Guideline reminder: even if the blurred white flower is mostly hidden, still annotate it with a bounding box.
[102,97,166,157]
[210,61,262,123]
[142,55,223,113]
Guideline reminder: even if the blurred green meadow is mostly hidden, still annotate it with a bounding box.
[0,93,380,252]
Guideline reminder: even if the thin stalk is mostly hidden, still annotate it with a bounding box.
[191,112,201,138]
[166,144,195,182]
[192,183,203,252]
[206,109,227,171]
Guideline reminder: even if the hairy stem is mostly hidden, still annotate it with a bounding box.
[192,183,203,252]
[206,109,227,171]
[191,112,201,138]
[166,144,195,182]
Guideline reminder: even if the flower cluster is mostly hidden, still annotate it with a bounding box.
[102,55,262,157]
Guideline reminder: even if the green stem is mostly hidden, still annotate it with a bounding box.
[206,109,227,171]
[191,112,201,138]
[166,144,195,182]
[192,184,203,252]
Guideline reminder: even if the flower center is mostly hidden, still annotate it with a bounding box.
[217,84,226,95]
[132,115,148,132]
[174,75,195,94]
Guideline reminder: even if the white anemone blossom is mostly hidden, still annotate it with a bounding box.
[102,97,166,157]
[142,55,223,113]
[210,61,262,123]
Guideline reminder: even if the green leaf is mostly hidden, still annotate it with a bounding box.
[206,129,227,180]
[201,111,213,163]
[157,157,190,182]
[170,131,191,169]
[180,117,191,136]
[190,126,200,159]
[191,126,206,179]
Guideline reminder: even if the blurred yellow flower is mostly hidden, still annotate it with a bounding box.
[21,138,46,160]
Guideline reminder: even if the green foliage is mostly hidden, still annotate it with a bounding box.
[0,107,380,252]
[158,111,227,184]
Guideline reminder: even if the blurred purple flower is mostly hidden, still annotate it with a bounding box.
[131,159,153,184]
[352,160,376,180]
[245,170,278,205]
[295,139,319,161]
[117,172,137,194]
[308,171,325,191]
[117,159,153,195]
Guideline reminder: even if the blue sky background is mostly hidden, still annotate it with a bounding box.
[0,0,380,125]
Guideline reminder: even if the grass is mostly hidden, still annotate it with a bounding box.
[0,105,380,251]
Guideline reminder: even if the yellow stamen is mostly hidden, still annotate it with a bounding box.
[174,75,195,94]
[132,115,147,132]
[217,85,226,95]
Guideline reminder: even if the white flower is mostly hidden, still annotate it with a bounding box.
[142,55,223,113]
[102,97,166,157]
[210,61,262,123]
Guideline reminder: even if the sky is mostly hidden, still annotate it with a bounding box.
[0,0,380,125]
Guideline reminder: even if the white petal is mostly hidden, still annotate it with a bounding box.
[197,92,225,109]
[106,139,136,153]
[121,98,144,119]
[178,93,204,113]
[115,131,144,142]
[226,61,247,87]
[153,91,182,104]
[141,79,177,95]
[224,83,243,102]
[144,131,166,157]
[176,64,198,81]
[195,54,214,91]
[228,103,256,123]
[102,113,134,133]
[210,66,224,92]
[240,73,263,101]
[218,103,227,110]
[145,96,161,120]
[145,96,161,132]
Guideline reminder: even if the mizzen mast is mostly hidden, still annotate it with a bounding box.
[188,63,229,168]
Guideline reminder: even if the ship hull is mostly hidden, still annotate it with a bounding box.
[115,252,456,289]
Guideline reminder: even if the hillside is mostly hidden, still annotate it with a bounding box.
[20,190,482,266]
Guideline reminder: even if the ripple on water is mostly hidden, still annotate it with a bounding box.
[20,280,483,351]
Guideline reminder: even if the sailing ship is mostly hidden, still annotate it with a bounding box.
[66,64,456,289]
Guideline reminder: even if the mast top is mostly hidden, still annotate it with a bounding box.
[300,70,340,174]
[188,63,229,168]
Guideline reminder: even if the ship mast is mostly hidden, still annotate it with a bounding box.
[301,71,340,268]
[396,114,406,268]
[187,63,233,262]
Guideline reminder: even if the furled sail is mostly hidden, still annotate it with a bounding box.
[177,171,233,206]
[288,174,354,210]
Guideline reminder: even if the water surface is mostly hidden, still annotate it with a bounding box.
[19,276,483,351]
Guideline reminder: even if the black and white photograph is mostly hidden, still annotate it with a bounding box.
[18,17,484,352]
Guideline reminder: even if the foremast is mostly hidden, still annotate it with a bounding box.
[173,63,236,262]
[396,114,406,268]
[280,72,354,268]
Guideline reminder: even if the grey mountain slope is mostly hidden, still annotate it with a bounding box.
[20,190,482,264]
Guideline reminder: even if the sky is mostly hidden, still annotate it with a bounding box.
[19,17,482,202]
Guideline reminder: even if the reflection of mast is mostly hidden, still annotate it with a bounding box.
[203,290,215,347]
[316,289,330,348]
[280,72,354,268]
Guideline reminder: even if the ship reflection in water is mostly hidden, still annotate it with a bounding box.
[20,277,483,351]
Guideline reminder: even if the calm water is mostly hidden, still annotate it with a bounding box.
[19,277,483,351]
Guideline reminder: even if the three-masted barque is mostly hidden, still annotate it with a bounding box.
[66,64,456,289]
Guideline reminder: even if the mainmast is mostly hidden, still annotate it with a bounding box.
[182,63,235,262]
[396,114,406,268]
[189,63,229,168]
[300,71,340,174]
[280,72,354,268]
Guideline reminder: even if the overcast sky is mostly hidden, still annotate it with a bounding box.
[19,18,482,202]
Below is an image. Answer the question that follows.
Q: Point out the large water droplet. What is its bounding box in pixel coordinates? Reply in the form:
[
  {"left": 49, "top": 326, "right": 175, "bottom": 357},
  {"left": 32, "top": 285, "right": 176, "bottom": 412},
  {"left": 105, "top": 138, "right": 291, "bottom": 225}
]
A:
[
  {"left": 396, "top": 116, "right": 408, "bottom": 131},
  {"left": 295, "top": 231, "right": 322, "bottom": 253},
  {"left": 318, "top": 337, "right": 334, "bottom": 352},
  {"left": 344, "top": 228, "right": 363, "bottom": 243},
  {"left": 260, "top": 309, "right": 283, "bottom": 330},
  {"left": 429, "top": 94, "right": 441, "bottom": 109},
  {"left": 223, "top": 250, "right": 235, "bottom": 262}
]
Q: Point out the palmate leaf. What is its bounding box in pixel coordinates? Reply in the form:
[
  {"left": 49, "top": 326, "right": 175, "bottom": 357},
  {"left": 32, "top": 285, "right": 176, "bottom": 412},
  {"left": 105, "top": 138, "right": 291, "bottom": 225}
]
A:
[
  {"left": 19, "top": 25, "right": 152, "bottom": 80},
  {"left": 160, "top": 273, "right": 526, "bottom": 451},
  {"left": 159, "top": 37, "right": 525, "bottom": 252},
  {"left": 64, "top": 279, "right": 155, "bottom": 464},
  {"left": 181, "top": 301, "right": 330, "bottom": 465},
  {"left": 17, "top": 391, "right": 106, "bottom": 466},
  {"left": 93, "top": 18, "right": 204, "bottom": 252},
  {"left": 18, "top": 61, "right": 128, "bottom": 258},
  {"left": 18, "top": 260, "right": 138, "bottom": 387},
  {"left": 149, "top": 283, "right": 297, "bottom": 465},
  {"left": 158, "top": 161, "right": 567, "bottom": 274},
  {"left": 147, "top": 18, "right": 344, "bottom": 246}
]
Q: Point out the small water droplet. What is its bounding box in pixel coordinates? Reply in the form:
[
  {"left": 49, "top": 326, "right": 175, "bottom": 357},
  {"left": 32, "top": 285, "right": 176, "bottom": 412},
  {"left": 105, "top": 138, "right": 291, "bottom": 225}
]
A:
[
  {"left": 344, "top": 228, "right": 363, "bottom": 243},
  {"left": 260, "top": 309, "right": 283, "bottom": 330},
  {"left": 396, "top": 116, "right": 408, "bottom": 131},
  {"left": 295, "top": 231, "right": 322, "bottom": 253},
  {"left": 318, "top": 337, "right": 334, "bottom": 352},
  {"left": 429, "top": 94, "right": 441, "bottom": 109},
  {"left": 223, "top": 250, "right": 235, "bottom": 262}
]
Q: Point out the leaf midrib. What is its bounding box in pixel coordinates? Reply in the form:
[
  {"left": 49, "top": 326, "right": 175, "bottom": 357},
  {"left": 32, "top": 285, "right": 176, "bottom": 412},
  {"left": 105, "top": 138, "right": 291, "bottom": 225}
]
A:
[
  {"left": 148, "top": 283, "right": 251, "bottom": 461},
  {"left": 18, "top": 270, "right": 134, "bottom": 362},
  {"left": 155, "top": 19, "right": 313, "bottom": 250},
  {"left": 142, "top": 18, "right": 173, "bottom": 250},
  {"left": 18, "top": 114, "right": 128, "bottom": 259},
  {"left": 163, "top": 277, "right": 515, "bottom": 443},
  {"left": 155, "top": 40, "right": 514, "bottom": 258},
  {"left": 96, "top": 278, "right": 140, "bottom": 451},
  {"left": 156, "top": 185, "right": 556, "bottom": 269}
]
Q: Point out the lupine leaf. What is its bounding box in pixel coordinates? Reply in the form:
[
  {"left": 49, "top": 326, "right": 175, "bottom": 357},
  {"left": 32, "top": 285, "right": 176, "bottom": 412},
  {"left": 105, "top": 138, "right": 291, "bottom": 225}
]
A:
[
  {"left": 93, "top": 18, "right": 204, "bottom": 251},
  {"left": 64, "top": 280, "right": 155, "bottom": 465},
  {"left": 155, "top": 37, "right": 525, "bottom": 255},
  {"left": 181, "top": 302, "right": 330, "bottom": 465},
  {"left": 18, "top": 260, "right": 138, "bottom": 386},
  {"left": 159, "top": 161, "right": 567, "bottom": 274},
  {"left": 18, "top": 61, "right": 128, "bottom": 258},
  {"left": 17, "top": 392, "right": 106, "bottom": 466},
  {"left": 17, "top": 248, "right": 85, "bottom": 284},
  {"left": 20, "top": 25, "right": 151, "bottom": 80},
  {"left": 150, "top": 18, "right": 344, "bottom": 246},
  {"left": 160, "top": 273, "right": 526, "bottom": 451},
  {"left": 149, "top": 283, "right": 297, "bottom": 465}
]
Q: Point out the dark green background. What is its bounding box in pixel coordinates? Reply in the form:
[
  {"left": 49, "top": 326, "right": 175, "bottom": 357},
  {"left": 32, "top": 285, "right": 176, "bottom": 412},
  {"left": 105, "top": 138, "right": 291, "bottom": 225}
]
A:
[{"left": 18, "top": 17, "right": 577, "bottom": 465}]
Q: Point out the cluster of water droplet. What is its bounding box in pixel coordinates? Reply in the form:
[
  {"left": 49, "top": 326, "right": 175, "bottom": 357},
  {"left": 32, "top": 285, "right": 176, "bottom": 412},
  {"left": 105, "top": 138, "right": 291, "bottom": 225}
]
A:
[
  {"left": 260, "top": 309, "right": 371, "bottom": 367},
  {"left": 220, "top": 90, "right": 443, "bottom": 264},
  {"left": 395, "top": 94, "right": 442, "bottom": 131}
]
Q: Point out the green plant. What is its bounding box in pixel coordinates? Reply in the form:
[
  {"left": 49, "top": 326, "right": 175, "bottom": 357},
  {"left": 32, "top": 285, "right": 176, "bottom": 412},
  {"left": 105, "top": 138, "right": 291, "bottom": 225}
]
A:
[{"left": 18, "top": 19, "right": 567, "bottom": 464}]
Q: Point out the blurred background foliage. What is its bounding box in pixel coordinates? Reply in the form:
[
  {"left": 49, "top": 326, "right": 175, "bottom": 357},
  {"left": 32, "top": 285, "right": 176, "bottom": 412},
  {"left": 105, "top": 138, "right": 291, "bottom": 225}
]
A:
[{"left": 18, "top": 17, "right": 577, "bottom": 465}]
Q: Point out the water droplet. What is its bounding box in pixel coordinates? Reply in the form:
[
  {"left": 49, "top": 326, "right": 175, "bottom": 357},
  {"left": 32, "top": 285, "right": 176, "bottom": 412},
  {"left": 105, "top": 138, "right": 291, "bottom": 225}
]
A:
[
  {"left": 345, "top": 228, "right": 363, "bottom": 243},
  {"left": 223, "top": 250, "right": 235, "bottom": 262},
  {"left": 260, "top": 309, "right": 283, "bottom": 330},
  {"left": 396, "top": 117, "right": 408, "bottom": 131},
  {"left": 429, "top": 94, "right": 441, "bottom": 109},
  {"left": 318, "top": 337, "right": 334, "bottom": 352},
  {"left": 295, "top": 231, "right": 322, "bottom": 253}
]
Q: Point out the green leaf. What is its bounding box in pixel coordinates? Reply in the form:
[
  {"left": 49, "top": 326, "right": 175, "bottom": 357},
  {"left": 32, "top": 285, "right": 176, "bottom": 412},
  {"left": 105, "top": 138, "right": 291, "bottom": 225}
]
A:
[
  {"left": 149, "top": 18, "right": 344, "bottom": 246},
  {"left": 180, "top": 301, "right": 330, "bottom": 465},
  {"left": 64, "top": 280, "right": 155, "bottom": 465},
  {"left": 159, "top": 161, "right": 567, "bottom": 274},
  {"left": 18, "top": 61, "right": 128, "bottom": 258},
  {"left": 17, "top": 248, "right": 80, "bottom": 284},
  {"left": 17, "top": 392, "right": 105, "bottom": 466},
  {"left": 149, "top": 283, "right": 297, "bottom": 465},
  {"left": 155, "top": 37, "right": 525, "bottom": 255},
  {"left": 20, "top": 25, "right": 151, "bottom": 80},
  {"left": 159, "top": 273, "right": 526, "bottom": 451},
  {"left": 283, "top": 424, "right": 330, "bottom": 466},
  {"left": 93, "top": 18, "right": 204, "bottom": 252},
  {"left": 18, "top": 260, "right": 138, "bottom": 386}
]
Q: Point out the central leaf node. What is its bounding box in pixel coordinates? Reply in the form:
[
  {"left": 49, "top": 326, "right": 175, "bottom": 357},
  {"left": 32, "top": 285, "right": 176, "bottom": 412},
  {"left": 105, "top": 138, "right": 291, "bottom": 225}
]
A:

• • • • •

> Given exercise:
Copy the records verbatim, from the line that contains "Guideline reminder: even if the blurred yellow" through the line that contains "[117,159,153,195]", including both of those lines.

> Problem solution:
Guideline reminder: even if the blurred yellow flower is mostly hidden, still annotate it with a bounding box.
[21,138,46,160]
Guideline reminder: even if the green foliage is mostly hidden, still annotate it with a bounding box.
[0,107,380,252]
[158,111,227,184]
Guideline reminder: even if the blurred purple flower is mostly hidden, still annotate it with a bounding box.
[131,159,153,184]
[352,160,376,180]
[245,170,278,205]
[295,139,319,161]
[117,172,137,194]
[308,171,325,191]
[117,159,153,195]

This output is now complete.